_Task requirements_
Please find every line in the records below that contains the string "path" and copy each of those lines.

_Given information_

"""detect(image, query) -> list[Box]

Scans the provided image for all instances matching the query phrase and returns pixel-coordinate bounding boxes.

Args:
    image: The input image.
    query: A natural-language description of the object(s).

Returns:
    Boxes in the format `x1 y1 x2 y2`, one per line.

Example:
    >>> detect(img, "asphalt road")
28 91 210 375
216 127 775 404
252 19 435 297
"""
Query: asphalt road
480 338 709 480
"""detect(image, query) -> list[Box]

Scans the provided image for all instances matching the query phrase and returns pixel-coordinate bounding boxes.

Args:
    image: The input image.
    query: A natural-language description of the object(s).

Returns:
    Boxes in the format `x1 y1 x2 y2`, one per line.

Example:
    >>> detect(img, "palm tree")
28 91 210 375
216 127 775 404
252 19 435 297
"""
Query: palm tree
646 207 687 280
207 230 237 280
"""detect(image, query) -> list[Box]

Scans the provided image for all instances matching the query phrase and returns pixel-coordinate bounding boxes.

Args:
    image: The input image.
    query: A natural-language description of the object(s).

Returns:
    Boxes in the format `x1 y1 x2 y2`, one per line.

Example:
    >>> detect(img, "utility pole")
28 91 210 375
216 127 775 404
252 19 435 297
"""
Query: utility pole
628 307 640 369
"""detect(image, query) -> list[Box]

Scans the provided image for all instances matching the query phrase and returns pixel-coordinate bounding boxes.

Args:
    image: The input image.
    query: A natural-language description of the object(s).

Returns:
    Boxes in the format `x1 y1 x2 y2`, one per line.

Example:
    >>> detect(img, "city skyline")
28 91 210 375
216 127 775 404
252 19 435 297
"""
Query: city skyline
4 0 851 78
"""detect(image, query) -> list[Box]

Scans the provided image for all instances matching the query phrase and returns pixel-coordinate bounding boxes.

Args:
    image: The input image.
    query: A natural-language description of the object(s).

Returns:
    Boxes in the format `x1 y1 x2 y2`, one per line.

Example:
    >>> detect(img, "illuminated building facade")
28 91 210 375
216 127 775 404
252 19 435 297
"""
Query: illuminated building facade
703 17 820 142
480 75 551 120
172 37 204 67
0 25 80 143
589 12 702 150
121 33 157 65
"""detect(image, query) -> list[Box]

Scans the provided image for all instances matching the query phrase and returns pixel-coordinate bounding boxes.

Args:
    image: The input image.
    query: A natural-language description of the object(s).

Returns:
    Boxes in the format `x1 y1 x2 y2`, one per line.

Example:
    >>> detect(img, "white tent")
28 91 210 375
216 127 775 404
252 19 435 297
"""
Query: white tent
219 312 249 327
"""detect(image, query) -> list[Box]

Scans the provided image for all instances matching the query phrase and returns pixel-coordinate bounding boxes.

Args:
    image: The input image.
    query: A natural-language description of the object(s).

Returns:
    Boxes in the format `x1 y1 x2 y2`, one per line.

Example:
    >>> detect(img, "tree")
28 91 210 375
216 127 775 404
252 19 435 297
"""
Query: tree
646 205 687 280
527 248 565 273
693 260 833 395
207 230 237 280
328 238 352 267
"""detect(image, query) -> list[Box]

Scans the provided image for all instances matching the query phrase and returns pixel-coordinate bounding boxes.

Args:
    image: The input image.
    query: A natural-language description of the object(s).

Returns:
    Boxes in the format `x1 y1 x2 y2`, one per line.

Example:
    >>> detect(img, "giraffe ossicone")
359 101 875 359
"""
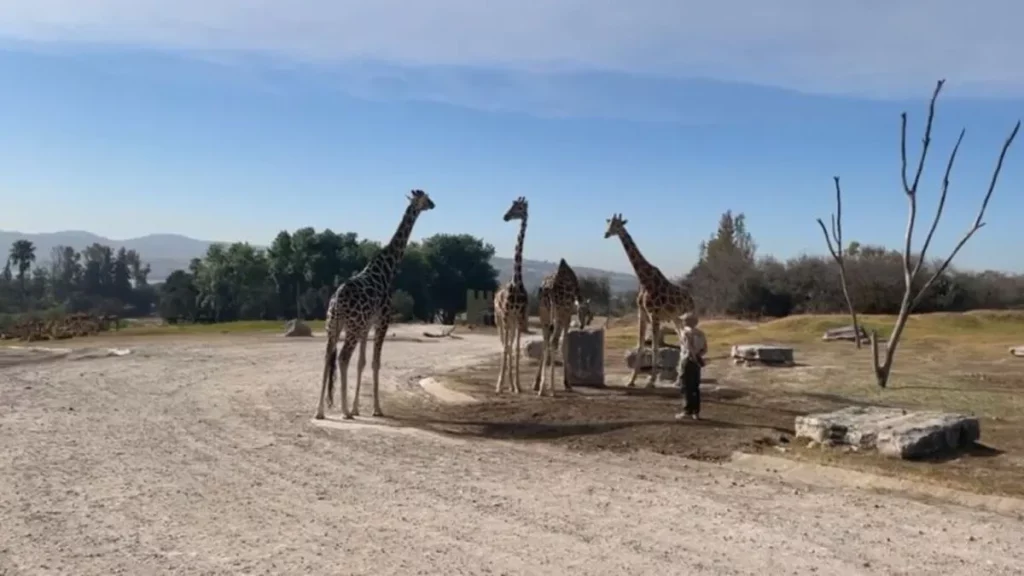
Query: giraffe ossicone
604 213 696 387
315 190 434 419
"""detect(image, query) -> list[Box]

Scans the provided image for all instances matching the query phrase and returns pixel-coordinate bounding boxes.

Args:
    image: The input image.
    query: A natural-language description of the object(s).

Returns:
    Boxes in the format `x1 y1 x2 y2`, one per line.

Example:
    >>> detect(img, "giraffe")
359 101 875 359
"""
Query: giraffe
316 190 434 420
575 298 594 328
604 214 695 387
495 196 528 394
534 258 582 396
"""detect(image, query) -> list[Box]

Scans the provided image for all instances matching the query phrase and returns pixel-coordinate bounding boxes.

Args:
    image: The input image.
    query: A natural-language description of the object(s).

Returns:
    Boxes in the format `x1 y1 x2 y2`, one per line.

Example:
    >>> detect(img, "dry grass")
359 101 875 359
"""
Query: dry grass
438 311 1024 496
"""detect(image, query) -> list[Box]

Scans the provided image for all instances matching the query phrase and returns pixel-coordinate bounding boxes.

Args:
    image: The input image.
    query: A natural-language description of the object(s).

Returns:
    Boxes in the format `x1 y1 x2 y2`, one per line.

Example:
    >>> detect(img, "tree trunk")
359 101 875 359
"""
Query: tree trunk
871 290 911 388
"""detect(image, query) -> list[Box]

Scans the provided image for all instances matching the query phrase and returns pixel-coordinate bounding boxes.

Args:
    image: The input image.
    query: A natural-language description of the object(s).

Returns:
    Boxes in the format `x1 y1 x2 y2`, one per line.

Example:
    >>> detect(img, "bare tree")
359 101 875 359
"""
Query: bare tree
818 176 860 349
843 80 1021 387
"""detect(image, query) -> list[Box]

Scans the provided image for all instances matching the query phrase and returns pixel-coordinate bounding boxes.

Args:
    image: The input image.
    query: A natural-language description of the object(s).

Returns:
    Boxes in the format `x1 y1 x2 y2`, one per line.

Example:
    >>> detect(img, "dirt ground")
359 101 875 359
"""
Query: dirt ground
440 314 1024 497
0 327 1024 576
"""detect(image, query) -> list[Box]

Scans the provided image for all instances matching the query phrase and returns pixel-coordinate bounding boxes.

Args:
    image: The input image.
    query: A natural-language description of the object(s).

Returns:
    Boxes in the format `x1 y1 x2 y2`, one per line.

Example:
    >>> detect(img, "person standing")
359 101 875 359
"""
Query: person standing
676 312 708 420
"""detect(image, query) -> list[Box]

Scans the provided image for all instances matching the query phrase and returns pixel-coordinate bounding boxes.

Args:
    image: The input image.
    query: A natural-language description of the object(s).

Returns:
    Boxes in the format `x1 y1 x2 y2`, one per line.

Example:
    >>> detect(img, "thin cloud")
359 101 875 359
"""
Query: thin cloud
0 0 1024 97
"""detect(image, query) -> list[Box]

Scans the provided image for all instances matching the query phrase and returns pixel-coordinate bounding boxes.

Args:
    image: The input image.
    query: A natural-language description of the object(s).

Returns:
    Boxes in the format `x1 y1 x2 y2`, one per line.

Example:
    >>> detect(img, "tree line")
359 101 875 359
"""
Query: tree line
0 211 1024 323
0 240 159 316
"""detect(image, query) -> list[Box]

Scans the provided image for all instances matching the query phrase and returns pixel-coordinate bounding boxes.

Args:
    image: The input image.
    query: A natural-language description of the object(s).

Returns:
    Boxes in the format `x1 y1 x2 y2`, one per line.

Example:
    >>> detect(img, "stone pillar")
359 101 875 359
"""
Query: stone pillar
561 328 604 387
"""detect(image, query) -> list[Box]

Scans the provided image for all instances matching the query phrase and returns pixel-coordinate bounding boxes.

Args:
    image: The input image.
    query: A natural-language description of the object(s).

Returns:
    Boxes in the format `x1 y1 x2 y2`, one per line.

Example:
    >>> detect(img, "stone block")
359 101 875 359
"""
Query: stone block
626 347 679 371
730 344 794 366
285 319 313 338
795 406 981 459
561 328 604 386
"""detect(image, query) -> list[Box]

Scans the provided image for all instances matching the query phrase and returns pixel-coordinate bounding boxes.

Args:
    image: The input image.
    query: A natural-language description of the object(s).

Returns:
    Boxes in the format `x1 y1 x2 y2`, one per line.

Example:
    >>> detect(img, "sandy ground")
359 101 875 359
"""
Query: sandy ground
0 327 1024 576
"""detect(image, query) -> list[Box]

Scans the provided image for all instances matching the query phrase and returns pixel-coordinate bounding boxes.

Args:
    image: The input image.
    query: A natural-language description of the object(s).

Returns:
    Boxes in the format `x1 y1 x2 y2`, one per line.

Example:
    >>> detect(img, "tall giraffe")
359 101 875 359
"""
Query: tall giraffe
604 214 695 387
495 196 529 394
534 258 583 396
316 190 434 420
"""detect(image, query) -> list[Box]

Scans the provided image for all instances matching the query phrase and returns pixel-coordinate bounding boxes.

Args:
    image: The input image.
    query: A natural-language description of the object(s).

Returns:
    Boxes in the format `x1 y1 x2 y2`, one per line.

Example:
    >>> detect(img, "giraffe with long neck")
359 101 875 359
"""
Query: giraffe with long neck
534 258 584 396
316 190 434 419
604 214 696 387
495 196 529 394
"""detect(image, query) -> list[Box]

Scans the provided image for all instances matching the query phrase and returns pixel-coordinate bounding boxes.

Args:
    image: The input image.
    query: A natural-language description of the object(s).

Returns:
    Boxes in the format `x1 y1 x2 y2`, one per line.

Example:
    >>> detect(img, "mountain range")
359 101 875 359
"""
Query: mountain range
0 230 637 292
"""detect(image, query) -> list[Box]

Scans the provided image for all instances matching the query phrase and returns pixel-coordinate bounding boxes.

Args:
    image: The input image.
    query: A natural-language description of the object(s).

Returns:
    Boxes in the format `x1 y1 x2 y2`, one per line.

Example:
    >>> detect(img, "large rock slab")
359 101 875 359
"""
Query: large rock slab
795 406 981 459
730 344 794 366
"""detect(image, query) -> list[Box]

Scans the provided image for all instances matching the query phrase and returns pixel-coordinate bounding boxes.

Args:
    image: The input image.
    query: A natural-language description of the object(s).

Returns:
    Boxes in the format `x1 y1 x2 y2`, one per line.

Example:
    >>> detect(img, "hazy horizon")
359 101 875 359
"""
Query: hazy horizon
0 0 1024 276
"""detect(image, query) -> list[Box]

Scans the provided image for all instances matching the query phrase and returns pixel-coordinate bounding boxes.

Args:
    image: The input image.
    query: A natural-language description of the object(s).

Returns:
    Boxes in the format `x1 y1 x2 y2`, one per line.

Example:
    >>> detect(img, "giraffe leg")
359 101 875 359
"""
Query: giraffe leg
626 306 647 387
314 318 338 420
672 318 683 393
646 315 662 388
364 306 391 418
541 318 562 397
352 334 370 416
534 316 551 392
338 331 362 420
495 321 509 394
512 315 522 394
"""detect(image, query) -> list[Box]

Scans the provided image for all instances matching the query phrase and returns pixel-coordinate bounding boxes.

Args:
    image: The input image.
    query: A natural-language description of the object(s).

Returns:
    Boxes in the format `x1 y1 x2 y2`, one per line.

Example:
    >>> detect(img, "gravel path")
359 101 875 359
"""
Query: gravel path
0 327 1024 576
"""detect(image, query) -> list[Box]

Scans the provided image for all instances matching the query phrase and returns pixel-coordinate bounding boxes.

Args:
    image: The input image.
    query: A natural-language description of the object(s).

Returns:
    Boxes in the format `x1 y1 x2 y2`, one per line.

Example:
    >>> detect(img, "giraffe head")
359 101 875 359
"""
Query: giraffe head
505 196 528 218
409 190 434 214
604 214 628 238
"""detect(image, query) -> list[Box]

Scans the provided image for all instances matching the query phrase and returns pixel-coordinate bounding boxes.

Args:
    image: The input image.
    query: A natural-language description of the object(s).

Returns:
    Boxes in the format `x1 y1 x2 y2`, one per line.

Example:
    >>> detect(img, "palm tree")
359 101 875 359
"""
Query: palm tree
8 240 36 303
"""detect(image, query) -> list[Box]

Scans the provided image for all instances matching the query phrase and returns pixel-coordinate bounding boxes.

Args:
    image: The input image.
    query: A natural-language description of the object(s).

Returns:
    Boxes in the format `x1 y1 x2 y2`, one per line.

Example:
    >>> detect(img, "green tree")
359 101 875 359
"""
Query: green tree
159 270 199 324
8 240 36 304
422 234 498 324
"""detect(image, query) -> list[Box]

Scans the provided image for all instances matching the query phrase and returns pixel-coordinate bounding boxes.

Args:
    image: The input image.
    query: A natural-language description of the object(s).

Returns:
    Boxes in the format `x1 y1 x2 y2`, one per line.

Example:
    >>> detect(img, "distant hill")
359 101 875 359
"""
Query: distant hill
0 230 637 292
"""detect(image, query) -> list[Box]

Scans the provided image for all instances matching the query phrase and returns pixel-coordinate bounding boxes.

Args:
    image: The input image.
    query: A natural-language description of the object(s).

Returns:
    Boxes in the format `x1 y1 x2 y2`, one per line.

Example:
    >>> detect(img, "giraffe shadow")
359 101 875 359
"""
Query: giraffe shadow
398 412 743 441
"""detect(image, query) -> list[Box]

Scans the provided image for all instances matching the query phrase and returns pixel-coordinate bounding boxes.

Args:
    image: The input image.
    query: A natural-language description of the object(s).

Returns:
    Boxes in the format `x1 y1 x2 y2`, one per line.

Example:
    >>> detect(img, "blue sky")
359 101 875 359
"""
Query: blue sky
0 0 1024 275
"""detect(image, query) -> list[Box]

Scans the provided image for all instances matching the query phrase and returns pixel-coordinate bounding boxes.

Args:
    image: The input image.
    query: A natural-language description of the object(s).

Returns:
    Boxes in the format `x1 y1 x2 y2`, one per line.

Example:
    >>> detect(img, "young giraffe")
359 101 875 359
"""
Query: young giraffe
316 190 434 420
534 258 583 396
495 196 528 394
604 214 695 387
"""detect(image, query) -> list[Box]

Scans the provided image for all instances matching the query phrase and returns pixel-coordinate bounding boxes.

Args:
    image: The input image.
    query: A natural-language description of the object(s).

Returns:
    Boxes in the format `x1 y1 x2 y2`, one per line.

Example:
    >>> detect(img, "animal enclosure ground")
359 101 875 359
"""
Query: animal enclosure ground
0 326 1024 576
436 312 1024 496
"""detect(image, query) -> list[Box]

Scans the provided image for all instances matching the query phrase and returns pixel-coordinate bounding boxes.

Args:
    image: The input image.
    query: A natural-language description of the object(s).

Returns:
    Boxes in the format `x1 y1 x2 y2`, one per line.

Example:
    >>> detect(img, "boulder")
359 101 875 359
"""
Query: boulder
730 344 794 366
795 406 981 459
285 319 313 338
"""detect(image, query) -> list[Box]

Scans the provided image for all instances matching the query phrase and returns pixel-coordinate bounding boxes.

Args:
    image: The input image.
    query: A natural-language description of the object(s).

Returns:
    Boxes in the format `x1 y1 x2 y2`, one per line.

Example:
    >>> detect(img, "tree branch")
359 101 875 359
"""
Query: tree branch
913 120 1021 306
900 80 946 280
911 128 967 278
817 176 861 349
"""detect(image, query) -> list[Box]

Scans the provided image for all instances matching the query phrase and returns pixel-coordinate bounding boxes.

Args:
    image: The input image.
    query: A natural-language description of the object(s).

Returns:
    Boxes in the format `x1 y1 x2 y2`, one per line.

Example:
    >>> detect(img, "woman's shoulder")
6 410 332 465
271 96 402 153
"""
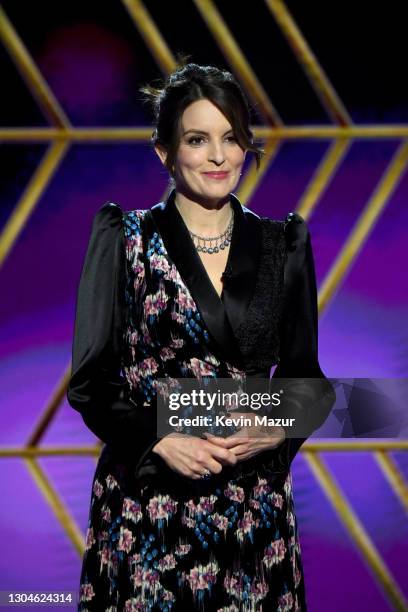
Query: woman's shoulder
94 201 146 226
261 212 309 244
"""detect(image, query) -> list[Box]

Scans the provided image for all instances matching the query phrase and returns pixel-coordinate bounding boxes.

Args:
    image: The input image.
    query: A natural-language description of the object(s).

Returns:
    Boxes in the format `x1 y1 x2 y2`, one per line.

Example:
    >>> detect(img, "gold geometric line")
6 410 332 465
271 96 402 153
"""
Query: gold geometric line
0 124 408 144
0 127 152 144
237 138 280 208
27 363 71 446
194 0 282 125
296 139 351 221
24 459 85 556
0 439 408 458
0 142 69 266
265 0 352 125
118 0 177 74
374 450 408 512
0 6 70 127
319 142 408 312
0 445 101 459
305 453 408 612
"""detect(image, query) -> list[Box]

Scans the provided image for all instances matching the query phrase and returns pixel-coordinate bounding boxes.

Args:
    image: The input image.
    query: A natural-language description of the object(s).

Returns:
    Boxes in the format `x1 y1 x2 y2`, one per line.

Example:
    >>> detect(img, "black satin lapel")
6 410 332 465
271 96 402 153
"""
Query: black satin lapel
150 189 242 365
222 194 262 331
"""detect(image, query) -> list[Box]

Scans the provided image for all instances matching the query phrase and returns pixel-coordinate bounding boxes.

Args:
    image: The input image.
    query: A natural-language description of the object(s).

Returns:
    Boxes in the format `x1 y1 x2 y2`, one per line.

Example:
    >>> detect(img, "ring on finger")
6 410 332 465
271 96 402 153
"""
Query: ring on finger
200 470 211 479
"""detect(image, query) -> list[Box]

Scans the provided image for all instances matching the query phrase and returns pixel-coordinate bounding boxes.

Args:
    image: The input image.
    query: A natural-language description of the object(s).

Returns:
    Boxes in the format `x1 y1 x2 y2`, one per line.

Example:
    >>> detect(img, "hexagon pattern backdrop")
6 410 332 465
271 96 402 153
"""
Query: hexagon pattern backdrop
0 0 408 612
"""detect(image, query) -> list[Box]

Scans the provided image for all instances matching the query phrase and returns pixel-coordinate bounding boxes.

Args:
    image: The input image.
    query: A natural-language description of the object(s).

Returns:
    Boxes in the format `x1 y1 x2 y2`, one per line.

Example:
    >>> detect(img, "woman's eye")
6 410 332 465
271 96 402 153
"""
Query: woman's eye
188 136 237 144
188 136 203 144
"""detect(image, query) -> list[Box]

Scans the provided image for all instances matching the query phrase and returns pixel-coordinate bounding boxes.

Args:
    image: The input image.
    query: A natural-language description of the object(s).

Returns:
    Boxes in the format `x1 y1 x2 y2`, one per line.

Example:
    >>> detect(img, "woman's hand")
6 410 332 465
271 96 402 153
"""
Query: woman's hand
152 433 238 480
205 411 286 461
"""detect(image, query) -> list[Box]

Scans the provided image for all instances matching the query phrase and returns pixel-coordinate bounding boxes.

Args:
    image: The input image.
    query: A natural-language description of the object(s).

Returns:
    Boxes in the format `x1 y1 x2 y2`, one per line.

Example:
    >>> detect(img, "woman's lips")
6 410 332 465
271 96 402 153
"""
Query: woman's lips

_Result_
    >>> detect(img, "gravel path")
Query: gravel path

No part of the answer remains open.